-- Quoted text --

Talent Management Inclusive Vs Exclusive
Why Talent Management An Issue?
The talent management approach within a
business seeks to develop, acquire, and retain talented and highly potential
employees. The forward looking, improvement expecting organisations must develop
an integrated approach to talent management to best harness talent. Retaining talented employees is one of the critical issues facing organisations today and the biggest challenge faced by organisations in modern economy (Lathitha, 2012).
Many surveys illustrate that HR
leaders and business executive rate talent management as their top people
issue, believing it has a very high impact on business performance (Reilly,
2012). In today’s highly complex business
environment organisations are focusing hard to survive and to gain competitive
edge, talent management has the enormous potential of retaining and developing
the most valuable assets of an organisation to gain key competitive advantage.
One good example of mismanage talent
is the Kenya Airways has lost its well-trained pilots and cabin crew to
competitors both the bases of basis of pay and working conditions (Nyanjom,
2013).

-- Entries shown --
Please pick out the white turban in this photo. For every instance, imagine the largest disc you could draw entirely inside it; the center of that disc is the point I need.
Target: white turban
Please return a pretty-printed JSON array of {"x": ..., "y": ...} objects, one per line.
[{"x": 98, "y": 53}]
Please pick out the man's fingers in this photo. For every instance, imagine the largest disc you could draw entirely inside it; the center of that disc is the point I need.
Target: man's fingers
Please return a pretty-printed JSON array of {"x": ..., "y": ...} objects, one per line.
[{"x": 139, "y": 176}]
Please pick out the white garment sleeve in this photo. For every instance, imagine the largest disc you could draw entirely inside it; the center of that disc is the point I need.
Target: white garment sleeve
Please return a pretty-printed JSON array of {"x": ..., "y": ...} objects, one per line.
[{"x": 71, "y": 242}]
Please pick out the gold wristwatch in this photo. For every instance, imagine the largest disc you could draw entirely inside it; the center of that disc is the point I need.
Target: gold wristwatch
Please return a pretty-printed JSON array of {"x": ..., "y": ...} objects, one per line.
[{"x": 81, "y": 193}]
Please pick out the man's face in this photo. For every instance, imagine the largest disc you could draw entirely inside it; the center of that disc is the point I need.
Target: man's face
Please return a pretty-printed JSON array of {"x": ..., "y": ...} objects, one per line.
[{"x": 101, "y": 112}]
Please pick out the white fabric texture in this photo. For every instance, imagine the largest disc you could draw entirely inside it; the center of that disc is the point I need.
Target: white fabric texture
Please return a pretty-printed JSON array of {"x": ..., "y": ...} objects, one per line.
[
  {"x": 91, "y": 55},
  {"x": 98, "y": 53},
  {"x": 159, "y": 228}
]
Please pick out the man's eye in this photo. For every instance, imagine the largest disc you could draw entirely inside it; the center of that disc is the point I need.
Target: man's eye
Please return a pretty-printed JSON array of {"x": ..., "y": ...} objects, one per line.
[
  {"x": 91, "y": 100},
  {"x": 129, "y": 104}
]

-- Requirements --
Please copy word for word the part of the talent management text above between "Talent Management Inclusive" and "economy (Lathitha, 2012).", inclusive.

-- Exercise response --
Talent Management Inclusive Vs Exclusive
Why Talent Management An Issue?
The talent management approach within a
business seeks to develop, acquire, and retain talented and highly potential
employees. The forward looking, improvement expecting organisations must develop
an integrated approach to talent management to best harness talent. Retaining talented employees is one of the critical issues facing organisations today and the biggest challenge faced by organisations in modern economy (Lathitha, 2012).